**TRAVAIL À FAIRE**
Recopiez mot pour mot le passage de l'extrait fourni qui commence par "CSG et impôt" et se poursuit jusqu'à "au développement durable.".

**EXTRAIT FOURNI**
++++++++++

La CES tient son congrès en mai à Athènes. Quelle en est l'importance ? 

John Monks, ancien patron du Trades Union Congress britanniques et secrétaire général de la CES, va céder la place à une Française, Bernadette Ségol, qui est secrétaire générale de la fédération belge des métiers de services, UniEuropa. Ce secteur professionnel est celui qui se développe le plus en Europe. La présidence de la CES va aller à l'Espagnol Ignacio Toxo, des Commissions ouvrières. Ces changements peuvent apporter une forme de rééquilibrage en faveur du syndicalisme latin, plus sensible à la dimension sociale de la construction européenne.
Propos recueillis par Claire Guélaud



CSG et impôt sur le revenu : une fusion "risquée"

Que pensez-vous du projet du Parti socialiste pour 2012 ? C'est un travail sérieux, utile au débat démocratique et bienvenu, car il va nous faire sortir quelque temps des débats de personnes. Je suis intéressé par toutes ses mesures sociales, en particulier la priorité donnée à la jeunesse et le choix en matière d'enseignement (petite enfance et supérieur).
Je comprends le souci de redistribution fiscale des socialistes, même si je suis sceptique sur la fusion de la contribution sociale généralisée (CSG) et de l'impôt sur le revenu (IR). En revanche, il faut aller plus loin sur les mesures d'avenir et sur ce qui touche au développement durable.
Pourquoi êtes-vous réservé sur sa réforme fiscale ? Je ne suis pas réservé à ce sujet. Je pense au contraire qu'il est positif de répondre à l'injustice révélée dans le pays par l'affaire Bettencourt. Mais, sur la fusion CSG-IR, il y a deux risques importants : le premier est de voir les politiques au pouvoir, d'où qu'ils viennent, être tentés de puiser dans cette manne pour couvrir les besoins de l'Etat. Il faut donc flécher ce qui ira à la protection sociale L'autre risque est une progressivité trop forte du financement de la protection sociale, qui pousserait les classes moyennes supérieures à se tourner vers les assurances privées.

++++++++++

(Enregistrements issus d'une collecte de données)
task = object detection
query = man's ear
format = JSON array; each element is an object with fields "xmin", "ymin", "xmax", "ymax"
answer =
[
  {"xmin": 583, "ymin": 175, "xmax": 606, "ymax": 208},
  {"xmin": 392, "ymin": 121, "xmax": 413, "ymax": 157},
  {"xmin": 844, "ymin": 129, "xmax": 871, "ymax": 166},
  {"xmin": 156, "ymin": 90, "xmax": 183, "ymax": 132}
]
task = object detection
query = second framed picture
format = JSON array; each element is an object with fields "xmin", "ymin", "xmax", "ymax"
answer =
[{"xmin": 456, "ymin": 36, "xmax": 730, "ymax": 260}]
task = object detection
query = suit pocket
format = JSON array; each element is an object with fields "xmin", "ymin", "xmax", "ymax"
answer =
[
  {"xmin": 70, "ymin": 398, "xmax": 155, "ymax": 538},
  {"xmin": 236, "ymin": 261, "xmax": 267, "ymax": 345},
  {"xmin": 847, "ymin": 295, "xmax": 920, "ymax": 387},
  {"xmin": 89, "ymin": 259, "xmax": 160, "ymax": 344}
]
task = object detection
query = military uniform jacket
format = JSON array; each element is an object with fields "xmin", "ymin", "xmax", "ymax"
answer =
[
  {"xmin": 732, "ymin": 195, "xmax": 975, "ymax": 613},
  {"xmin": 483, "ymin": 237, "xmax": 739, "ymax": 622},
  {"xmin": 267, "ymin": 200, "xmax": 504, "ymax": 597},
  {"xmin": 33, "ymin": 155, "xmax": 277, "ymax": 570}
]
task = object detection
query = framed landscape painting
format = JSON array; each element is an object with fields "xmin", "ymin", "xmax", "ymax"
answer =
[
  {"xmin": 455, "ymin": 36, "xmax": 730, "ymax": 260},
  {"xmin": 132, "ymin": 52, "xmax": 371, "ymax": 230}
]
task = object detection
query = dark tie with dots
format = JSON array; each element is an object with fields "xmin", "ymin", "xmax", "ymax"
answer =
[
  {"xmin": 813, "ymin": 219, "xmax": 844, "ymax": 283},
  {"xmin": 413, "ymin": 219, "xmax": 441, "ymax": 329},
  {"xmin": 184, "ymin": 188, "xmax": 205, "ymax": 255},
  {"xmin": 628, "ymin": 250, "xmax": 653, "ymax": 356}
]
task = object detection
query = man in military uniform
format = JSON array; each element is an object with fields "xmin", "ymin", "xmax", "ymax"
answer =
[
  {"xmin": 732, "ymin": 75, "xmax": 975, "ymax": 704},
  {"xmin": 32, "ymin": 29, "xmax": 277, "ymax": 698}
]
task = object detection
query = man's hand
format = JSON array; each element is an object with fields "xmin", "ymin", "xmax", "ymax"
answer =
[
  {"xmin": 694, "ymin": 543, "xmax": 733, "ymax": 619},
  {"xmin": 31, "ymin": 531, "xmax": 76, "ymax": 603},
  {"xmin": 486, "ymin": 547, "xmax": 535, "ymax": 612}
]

++++++++++

**RÉPONSE À L'EXERCICE**
CSG et impôt sur le revenu : une fusion "risquée"

Que pensez-vous du projet du Parti socialiste pour 2012 ? C'est un travail sérieux, utile au débat démocratique et bienvenu, car il va nous faire sortir quelque temps des débats de personnes. Je suis intéressé par toutes ses mesures sociales, en particulier la priorité donnée à la jeunesse et le choix en matière d'enseignement (petite enfance et supérieur).
Je comprends le souci de redistribution fiscale des socialistes, même si je suis sceptique sur la fusion de la contribution sociale généralisée (CSG) et de l'impôt sur le revenu (IR). En revanche, il faut aller plus loin sur les mesures d'avenir et sur ce qui touche au développement durable.